◆ EXTRACT:
<<<<
The new defense attorney for Richard Baumhammers called witnesses Monday to challenge the testimony of Dr. Michael Welner, who testified at a 2001 trial that Baumhammers was a hateful white supremacist driven by narcissistic and anti-social personality disorders. Welner was called to rebut defense claims that Baumhammers was a paranoid schizophrenic prompted by delusions that he was being followed, shot with lasers and otherwise persecuted by nameless, faceless entities.
The Post-Conviction Relief Act hearing is scheduled to last through Tuesday, when Welner will be asked about his trial testimony.
Baumhammers' new attorney, Caroline Roberto, wants Allegheny County Judge Jeffrey Manning to grant Baumhammers a new trial because of Welner's "extremely pejorative" testimony before a jury convicted Baumhammers and imposed five death penalties for the April 28, 2000, shootings. The judge later added 112 years in prison for 20 lesser counts, including ethnic intimidation.
The judge showed little patience with Roberto's claims, criticizing "this interminable appellate process ... which, for us, involves the endless search for the perfect trial."
Two psychiatrists who testified for Roberto, Drs. Phillip Resnick, of Cleveland, and Richard Dudley Jr., of New York, took issue with Welner's conclusions and methods of examining Baumhammers, who's 46.
Resnick testified that many of the behaviors and other symptoms Welner used to diagnose Baumhammers, including what prosecutors called a lack of remorse and a smirk he wore when arrested, were in many cases more likely to have been caused by schizophrenia, a brain disorder Resnick called "the most serious disease in psychiatry."
Before the killings, Baumhammers, then 37, was unable to hold a job and relied entirely on his parents for financial support. They bought him cars and paid his expenses and for trips to Europe and even for escort services because he couldn't maintain dating relationships or friendships.
That conduct would be better explained by schizophrenia than narcissistic personality disorder, Resnick testified.
He later explained that schizophrenia "permeates all aspects of (one's) life" whereas delusions prompted by less serious personality disorders tend to be confined to certain aspects of the life of a person, who may behave quite normally in other respects.
Dudley testified that Welner didn't delve deeply enough into various delusions held by Baumhammers during more than 10 hours of interviews conducted for Welner's expert rebuttal testimony.
Dudley noted that Welner used Baumhammers' comments about Freaknik, a spring break festival held by students from historically black colleges in Atlanta, as evidence of his racial views. Welner noted in his report that Baumhammers avoided the event when he visited Atlanta. But Dudley said recordings of the interviews show Baumhammers said his fear of crowds, not the race of the participants, motivated his decision.
On cross-examination, Assistant District Attorney Ronald Wabby, got Dudley to acknowledge that he didn't review all the evidence Welner had at his disposal nor did he question Welner's finding that Baumhammers' parents, who are from Latvia, were "indulgent enablers." During his questions, Wabby argued that Baumhammers' outspoken views, frequent visits to white supremacist websites and the "facts of the murders themselves" supported Welner's conclusions.
Wabby noted Baumhammers killed his Jewish next-door neighbor in the upscale Pittsburgh suburb of Mount Lebanon before shooting at a synagogue and spray-painting a swastika and the word "Jew" on it.
Baumhammers then drove through several other suburbs, stopping to shoot two Indian men at an Indian grocery. One of the men died there, and the other was left a quadriplegic before he died of complications of pneumonia related to his condition in 2007.
Baumhammers then shot at another synagogue before fatally shooting a Chinese man and a Vietnamese man at a Chinese restaurant and, finally, stopped at a karate school, where he fatally shot a black man.
Still, Dudley insisted that Welner failed to "fully explore" Baumhammers' various delusions, making it "impossible to support" Welner's subsequent findings and testimony.
Attorneys who handled Baumhammers' trial and an earlier appeal also were expected to testify.
>>>>
◆ TASK DESCRIPTION: Copy word for word the part of the Baumhammers hearing story starting with "Baumhammers then shot" and going on through "a black man.". The records after this have nothing to do with the Baumhammers hearing story.

◆ EXCERPTED DATA:
<<<<
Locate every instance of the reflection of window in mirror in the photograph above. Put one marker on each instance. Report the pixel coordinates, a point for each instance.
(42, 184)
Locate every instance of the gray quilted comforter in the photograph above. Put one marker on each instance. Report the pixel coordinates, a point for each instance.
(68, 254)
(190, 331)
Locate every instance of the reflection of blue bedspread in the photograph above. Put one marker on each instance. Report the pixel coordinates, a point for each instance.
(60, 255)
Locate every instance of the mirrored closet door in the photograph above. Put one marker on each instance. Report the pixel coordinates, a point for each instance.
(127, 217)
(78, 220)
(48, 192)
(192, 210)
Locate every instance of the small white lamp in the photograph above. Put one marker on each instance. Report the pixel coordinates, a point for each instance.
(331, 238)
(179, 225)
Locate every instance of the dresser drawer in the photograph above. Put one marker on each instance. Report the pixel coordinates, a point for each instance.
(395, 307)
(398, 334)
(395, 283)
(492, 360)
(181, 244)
>>>>
<<<<
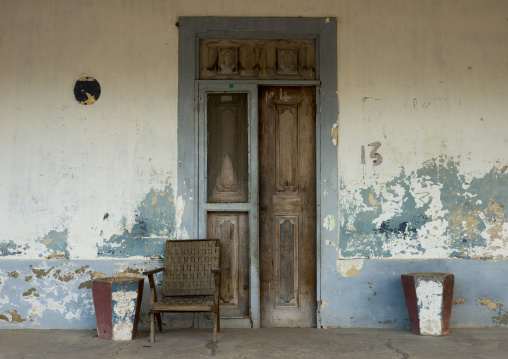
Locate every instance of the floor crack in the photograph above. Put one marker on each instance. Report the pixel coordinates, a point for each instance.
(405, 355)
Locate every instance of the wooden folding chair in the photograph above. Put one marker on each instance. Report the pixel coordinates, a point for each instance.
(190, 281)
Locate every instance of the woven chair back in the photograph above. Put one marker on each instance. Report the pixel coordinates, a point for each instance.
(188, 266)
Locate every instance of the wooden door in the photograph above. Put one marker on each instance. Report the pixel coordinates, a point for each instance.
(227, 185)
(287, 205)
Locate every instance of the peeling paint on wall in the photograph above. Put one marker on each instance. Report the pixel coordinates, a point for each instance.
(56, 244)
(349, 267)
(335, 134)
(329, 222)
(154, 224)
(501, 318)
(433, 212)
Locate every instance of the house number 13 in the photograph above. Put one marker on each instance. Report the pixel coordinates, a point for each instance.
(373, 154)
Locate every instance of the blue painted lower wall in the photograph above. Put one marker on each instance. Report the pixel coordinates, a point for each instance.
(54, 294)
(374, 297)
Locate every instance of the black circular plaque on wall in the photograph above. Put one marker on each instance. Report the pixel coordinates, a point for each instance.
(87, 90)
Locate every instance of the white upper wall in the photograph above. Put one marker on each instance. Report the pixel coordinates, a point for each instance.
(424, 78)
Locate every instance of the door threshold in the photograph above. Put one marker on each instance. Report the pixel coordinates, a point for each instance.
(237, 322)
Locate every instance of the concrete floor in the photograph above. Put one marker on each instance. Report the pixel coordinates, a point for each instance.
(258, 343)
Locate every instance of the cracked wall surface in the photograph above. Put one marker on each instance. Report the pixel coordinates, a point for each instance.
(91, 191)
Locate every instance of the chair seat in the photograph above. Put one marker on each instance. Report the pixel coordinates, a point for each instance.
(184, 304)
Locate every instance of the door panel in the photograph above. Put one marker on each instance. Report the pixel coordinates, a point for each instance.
>>>>
◆ EXERCISE SOLUTION:
Baumhammers then shot at another synagogue before fatally shooting a Chinese man and a Vietnamese man at a Chinese restaurant and, finally, stopped at a karate school, where he fatally shot a black man.